Rows from a pointing dataset

-------------------------

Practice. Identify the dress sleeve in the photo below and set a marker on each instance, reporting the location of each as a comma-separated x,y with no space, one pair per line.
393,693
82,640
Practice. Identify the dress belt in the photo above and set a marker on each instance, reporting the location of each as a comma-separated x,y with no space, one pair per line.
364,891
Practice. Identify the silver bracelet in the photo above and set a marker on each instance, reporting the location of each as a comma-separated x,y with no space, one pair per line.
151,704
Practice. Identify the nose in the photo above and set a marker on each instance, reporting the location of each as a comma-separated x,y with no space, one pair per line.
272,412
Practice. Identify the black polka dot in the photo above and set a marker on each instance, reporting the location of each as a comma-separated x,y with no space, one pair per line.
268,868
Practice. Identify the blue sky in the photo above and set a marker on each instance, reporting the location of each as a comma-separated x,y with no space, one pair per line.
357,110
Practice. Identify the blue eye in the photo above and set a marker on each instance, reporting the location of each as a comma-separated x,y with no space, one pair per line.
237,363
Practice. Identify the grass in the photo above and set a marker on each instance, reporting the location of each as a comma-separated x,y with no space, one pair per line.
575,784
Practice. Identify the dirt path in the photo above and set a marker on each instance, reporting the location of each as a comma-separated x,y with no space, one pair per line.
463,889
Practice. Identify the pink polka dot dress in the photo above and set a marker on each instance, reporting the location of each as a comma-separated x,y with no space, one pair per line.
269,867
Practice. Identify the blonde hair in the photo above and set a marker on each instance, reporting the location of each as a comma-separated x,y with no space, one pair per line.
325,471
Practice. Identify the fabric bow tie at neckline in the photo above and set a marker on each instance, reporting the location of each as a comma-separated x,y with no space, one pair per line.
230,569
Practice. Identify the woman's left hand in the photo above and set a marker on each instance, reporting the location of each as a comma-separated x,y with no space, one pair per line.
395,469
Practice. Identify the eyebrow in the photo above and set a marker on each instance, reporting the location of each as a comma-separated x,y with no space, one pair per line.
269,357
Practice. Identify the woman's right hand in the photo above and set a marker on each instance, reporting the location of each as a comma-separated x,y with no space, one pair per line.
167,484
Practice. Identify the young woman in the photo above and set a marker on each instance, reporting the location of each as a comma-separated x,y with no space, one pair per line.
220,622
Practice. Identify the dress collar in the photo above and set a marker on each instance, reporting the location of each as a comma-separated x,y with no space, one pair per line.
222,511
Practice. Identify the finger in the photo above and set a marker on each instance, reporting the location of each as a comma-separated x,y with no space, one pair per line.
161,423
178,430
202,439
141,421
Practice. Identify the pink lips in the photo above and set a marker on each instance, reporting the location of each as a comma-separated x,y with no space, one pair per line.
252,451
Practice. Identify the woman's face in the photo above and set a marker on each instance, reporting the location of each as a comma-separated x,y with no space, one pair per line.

-------------------------

Short problem:
Reproduce the full listing exactly.

Expected answer:
Practice. Identify the dress sleeve in the photo below and set a marker on each instance, reporting the location of each as a comma-separated x,y with no space, one pair per line.
393,693
82,640
Practice. Identify the dress belt in the photo above and set a marker on each instance, reporting the location of each as a comma-separated x,y with no space, one pair per line.
364,891
Practice. Identify the silver bracelet in the photo above and set a marker on each instance, reporting the location of each as a comma-separated x,y with no space, one pair per line.
151,704
Practice. Identify the nose in the photo above and set a marker on each instance, reporting the location of each as a comma-separated x,y with no space, one pair per line.
272,412
Practice. Identify the black polka dot in the photo above and set a marker on each instance, reporting the location of each as a comma-separated x,y with no space, one pair per line.
268,868
Practice. Identify the blue sky in the photo above and set a marker on each instance, reporting the location of each as a comma-separated x,y with no space, one pair per line.
357,110
Practice. Identify the blue eye in the photo above and set a marker on each instance, reporting the location of each as a comma-separated x,y with no space, one pair per line.
237,363
Practice. Identify the grass in the photo above and set a marker on each instance, reporting the location of each as a comma-separated x,y with no space, one pair per line.
575,784
Practice. Identify the dirt path in the photo above and set a marker on each instance, reporting the location of each as a comma-separated x,y with no space, one pair per line.
463,889
Practice. Identify the pink polka dot dress in the photo above and set a marker on each instance, reporting the location of each as a comma-separated x,y with no space, one pair per line.
269,867
Practice. Identify the blonde hair in the photo above and set a marker on each instance, reporting the location of each as a comma-separated x,y with no space, one pair per line.
325,471
Practice. Identify the fabric bow tie at neckline in the photo above and set a marker on each instance, reporting the location of each as a comma-separated x,y with no space, one pair per line.
230,569
Practice. Identify the woman's left hand in the photo above and set a marker on each instance, reporting the location of each as a comma-separated x,y with no space, one pair per line.
395,469
Practice. Identify the eyebrow in the photo above and set a marker on each instance, reporting the location of each as a comma-separated x,y with no space, one pair per line.
269,357
Practice. Identify the woman's right hand in the photo above and set a marker on each instance, reporting the location of each as a comma-separated x,y with no space, one pair per line.
167,484
Practice. Identify the young woman in the photo above and set a marker on each instance, reporting the location of each as a comma-separated x,y with no space, one pair per line.
220,622
Practice. Identify the dress collar in the photo above and set a marker on each instance, reporting the location of each as a comma-separated x,y with no space, one pair per line.
222,511
Practice. Identify the finger in the photo above and set a marker on each instance, reporting the location of each as a comma-separated x,y with no space, one pair per line.
161,423
178,430
202,439
141,421
Practice. Identify the pink lips in the photo above and set a marker on each instance, reporting the location of each as a comma-separated x,y with no space, one pair per line.
252,451
Practice. Identify the woman's face in the photo above and set a marker on each instance, reporting the location of each as a comma-separated x,y with no space, one pair per line.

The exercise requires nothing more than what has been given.